◆ Task to carry out
From the passage below on Sino-U.S. consultations over North Korea, output word for word the stretch that begins at the words "In rhetorical terms, there" and stops after "place in July.".

◆ Passage
....
In rhetorical terms, there was absolutely no sign of change in China’s goal of maintaining peace and stability and denuclearization or the shared goal of denuclearization of the Korean peninsula through peaceful negotiations.  One potentially positive development was the establishment of a series of high-level dialogue opportunities over the next few months, including the planned visit of Chairman of the Joint Chiefs of Staff Martin Dempsey, intelligence exchanges, and the Strategic and Economic Dialogue set to take place in July.

In advance of Hu Jintao’s visit to the United States in January 2011, intensified Sino-U.S. consultations appeared to serve as a brake on further escalation of inter-Korean tensions following the North Korean shelling of Yeonpyeong Island in November 2010.  That period also contained combined U.S.-ROK efforts to reinforce deterrence and Chinese diplomatic outreach to Pyongyang.  An intensified Sino-U.S. consultation process over North Korea in the coming months might delay North Korea’s January pledge to conduct more missile and/or nuclear tests following the passage of UN Security Council Resolution 2087.
....
◆ Dataset excerpts
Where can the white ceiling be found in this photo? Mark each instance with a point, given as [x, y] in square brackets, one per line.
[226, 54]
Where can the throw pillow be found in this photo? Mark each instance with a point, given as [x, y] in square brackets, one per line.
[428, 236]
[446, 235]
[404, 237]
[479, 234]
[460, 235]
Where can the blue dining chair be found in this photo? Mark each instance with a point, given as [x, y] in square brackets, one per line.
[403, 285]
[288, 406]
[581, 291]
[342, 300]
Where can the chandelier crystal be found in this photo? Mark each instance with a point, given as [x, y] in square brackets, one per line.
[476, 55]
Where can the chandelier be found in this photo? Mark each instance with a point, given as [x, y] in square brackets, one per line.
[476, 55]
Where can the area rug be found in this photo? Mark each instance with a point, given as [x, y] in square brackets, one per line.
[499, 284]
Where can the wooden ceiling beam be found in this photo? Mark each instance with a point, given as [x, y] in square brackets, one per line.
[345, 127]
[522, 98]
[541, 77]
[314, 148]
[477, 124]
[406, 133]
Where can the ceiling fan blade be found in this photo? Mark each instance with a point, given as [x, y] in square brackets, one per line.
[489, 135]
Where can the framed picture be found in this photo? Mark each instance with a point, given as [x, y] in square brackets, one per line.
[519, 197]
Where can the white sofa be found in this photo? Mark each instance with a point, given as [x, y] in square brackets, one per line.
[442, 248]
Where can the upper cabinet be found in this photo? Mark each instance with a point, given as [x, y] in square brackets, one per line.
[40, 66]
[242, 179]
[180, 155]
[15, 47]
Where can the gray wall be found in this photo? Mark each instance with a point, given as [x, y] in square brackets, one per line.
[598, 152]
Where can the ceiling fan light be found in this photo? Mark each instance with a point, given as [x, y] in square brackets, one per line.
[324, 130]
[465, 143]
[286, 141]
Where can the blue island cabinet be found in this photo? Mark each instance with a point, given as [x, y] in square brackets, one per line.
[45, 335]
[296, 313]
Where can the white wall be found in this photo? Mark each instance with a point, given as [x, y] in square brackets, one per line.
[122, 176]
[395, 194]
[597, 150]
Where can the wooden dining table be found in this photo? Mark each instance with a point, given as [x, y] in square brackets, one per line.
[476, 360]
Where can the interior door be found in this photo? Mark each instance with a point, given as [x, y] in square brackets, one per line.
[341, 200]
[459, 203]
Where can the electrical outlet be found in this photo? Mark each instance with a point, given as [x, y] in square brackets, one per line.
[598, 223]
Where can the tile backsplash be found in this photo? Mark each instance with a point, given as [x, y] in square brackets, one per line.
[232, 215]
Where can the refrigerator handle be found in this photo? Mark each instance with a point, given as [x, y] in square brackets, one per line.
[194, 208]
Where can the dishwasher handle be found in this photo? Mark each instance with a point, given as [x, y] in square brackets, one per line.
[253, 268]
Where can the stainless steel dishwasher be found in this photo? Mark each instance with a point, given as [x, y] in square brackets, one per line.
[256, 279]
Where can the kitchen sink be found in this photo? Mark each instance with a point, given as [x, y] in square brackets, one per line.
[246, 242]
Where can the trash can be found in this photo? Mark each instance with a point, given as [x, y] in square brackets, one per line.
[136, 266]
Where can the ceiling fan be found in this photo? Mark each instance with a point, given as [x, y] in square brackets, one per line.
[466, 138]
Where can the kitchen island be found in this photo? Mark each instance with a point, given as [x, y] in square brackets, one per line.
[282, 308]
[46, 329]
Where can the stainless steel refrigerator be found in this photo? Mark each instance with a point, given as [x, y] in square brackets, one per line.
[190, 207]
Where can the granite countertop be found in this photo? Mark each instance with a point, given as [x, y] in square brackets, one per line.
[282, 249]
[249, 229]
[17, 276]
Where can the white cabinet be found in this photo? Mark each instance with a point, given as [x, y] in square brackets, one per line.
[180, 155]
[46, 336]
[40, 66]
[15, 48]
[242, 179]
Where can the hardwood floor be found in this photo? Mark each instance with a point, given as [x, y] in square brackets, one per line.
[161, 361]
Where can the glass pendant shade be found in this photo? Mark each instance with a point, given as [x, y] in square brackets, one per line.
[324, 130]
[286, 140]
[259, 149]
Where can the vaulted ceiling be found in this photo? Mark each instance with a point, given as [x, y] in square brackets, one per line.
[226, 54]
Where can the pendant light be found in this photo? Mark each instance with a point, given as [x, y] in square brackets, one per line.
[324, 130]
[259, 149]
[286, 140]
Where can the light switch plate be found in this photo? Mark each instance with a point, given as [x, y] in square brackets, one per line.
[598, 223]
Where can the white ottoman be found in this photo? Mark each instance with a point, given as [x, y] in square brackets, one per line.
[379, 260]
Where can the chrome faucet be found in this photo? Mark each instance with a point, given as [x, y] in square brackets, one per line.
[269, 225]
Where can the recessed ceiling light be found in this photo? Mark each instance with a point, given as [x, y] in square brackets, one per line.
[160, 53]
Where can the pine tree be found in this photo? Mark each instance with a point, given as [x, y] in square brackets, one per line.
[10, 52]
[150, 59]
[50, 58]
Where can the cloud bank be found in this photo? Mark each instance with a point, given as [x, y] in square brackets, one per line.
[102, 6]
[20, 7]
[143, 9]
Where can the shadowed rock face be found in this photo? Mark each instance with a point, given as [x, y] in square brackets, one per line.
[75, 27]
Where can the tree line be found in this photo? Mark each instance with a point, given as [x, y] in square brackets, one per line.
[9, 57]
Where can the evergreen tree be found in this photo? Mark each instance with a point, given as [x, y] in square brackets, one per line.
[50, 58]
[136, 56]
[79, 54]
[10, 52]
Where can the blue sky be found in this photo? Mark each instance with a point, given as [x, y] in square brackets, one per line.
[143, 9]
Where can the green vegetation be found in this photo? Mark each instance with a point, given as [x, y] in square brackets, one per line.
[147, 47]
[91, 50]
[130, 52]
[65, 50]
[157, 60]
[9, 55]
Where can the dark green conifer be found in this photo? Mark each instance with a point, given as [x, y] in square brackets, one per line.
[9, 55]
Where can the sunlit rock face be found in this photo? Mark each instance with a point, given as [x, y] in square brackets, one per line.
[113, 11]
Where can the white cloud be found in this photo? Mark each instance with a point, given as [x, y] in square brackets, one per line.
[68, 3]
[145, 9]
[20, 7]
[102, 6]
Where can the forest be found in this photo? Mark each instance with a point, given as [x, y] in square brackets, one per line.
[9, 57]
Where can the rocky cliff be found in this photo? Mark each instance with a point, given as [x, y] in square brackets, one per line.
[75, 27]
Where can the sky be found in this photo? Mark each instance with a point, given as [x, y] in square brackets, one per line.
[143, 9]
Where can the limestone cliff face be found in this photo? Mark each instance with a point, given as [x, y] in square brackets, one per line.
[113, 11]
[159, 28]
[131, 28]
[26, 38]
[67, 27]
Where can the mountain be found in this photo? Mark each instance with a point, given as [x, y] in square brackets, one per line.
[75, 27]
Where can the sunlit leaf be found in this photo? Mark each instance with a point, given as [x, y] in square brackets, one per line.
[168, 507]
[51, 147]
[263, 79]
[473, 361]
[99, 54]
....
◆ Response to this task
In rhetorical terms, there was absolutely no sign of change in China’s goal of maintaining peace and stability and denuclearization or the shared goal of denuclearization of the Korean peninsula through peaceful negotiations.  One potentially positive development was the establishment of a series of high-level dialogue opportunities over the next few months, including the planned visit of Chairman of the Joint Chiefs of Staff Martin Dempsey, intelligence exchanges, and the Strategic and Economic Dialogue set to take place in July.